### About this exercise
Please give back only the lines below from the one containing "Locate a point on each instance of the dirt" to the one containing "Locate a point on each instance of the small", each repeated word for word, both ends included.

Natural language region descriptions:
══════════

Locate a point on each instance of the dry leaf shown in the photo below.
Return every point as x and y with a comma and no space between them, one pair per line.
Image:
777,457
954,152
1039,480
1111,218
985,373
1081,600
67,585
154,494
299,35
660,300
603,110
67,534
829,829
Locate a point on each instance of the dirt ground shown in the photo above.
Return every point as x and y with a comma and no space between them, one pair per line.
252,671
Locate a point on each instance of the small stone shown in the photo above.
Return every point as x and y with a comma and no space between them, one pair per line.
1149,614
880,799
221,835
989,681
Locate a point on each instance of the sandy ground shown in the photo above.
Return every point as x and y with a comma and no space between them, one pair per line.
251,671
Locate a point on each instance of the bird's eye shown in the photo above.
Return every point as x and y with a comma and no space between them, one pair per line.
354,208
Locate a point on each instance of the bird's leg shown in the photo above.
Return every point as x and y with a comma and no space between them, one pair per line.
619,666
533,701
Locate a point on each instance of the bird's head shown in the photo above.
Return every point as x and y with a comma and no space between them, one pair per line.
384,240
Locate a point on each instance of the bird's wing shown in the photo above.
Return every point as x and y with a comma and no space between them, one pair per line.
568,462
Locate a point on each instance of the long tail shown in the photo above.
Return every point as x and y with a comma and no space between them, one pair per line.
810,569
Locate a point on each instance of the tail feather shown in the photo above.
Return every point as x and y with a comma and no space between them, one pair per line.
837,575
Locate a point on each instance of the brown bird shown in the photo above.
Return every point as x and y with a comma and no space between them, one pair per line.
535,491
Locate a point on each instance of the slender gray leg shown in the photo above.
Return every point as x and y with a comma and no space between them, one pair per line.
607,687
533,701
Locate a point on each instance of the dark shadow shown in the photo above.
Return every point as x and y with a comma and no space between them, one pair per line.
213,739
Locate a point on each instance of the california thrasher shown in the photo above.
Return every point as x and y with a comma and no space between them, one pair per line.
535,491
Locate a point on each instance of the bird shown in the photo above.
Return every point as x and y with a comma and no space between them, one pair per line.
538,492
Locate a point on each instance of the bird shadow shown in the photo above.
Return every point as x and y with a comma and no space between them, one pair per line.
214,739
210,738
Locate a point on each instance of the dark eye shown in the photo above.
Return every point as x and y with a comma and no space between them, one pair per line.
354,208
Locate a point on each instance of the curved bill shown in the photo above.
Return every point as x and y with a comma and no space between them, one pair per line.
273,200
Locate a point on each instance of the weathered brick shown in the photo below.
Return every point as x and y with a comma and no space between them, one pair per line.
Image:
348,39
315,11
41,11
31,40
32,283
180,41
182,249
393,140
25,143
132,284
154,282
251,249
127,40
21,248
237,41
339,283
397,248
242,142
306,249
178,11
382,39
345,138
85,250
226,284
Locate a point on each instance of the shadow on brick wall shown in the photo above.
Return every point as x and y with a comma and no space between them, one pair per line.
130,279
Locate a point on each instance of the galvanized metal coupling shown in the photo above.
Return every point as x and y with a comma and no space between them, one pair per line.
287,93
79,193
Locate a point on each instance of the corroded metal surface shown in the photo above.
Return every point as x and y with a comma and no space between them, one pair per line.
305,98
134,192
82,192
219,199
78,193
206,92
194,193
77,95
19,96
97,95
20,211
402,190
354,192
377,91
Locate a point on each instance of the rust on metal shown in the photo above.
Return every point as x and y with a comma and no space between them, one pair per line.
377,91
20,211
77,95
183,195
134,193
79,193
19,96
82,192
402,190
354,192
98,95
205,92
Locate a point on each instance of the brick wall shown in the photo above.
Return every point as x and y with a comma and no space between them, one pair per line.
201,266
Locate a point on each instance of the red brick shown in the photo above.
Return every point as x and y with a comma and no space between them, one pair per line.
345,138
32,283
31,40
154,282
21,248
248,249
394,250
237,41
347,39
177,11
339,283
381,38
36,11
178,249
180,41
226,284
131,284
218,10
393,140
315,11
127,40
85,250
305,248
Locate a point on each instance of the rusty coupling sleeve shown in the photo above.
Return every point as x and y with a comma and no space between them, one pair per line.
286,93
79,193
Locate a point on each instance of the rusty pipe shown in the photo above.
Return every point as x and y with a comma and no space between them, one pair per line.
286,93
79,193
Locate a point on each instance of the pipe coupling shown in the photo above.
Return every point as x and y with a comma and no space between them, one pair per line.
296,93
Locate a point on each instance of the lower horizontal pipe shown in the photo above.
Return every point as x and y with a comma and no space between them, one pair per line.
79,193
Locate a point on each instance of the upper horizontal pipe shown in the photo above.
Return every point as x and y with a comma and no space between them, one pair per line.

══════════

### Answer to this task
Locate a point on each instance of the dirt ground shown in the photo above.
Return every point as x and y with a comma and no space between them, one pair per line.
252,671
Locate a point on each instance of the small stone shown in the photo above.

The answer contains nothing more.